(Natural language region descriptions)
Content starts

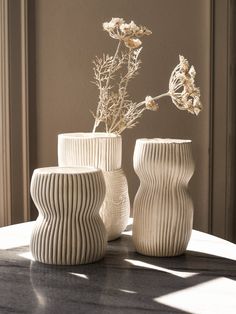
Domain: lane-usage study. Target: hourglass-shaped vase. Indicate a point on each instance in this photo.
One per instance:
(163, 209)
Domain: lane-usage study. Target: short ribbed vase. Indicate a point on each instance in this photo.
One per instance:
(163, 209)
(69, 229)
(104, 151)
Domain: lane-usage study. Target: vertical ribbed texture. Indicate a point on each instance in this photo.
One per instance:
(99, 150)
(163, 210)
(68, 229)
(115, 209)
(102, 150)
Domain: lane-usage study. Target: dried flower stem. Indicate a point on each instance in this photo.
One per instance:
(115, 108)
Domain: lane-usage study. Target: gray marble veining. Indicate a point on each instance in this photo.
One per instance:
(123, 282)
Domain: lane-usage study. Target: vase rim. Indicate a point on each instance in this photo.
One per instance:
(66, 170)
(163, 140)
(90, 135)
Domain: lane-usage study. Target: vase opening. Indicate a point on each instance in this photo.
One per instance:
(90, 135)
(163, 140)
(66, 170)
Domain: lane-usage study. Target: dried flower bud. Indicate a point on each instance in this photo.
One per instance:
(151, 104)
(114, 23)
(132, 43)
(129, 28)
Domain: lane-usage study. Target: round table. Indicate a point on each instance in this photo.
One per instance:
(203, 280)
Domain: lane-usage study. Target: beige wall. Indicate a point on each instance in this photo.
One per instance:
(68, 34)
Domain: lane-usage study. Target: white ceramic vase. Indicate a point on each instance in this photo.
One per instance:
(69, 229)
(163, 209)
(104, 151)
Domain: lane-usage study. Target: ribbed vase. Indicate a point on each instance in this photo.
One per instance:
(69, 229)
(104, 151)
(163, 209)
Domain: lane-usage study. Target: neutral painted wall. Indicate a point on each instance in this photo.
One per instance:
(64, 39)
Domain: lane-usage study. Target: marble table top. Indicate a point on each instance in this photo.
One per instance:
(203, 280)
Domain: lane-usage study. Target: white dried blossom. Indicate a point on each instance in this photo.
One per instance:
(150, 103)
(132, 43)
(113, 73)
(185, 95)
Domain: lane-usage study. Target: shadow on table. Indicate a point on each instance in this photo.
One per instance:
(126, 282)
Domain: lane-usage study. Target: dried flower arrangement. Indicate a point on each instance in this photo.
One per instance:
(115, 108)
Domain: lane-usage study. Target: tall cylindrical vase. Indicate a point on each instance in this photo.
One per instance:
(68, 230)
(104, 151)
(163, 209)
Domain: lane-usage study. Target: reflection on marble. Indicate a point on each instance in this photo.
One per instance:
(123, 282)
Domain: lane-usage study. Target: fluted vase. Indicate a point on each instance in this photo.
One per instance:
(163, 208)
(104, 151)
(69, 229)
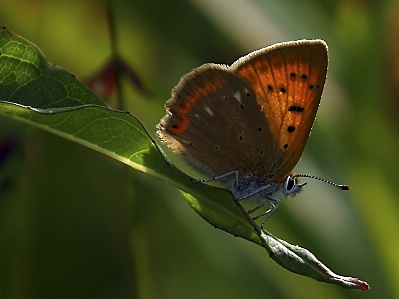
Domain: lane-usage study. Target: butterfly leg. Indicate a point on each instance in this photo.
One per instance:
(274, 203)
(219, 177)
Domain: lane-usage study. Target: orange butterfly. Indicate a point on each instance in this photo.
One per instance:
(246, 125)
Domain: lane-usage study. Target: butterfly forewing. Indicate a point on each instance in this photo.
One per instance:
(288, 81)
(217, 123)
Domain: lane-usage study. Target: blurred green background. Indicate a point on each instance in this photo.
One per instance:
(76, 224)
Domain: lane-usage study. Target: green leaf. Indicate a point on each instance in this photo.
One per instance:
(49, 97)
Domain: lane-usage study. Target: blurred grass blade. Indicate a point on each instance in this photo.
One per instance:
(49, 97)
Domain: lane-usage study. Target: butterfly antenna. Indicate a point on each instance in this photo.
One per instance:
(342, 187)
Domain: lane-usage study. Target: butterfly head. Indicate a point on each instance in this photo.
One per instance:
(291, 186)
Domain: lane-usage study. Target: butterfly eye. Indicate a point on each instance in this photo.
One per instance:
(290, 185)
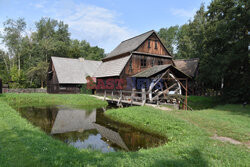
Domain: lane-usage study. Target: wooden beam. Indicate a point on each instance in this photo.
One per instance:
(186, 93)
(166, 90)
(158, 80)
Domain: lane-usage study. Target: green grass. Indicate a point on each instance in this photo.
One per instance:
(22, 144)
(203, 102)
(225, 120)
(43, 99)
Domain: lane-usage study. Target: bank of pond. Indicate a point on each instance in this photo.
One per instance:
(79, 130)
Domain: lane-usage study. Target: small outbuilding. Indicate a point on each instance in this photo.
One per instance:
(67, 75)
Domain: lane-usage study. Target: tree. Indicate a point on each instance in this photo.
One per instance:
(13, 38)
(226, 48)
(39, 72)
(168, 37)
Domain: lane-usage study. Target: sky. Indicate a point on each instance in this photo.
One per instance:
(103, 23)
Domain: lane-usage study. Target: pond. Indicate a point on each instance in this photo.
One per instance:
(89, 129)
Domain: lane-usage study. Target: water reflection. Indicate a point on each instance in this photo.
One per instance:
(89, 129)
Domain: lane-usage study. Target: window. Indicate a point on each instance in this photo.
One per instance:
(143, 62)
(160, 62)
(156, 47)
(130, 65)
(149, 43)
(152, 62)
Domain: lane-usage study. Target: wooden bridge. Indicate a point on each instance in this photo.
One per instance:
(137, 98)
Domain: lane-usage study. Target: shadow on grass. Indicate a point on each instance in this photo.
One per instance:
(21, 147)
(235, 109)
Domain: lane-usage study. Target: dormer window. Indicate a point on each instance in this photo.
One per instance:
(156, 47)
(152, 62)
(149, 43)
(130, 65)
(160, 62)
(143, 62)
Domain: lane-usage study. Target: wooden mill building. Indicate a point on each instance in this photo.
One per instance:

Content ends

▸ **YOUR TASK**
All lines holding the word "wall" must be copied from the data.

▸ **RESULT**
Domain: lane-usage study. Target: beige wall. Indicate a point on each instance in this photo.
Domain: lane-usage study. Target: neutral painted wall. Indicate a point on each instance in this photo.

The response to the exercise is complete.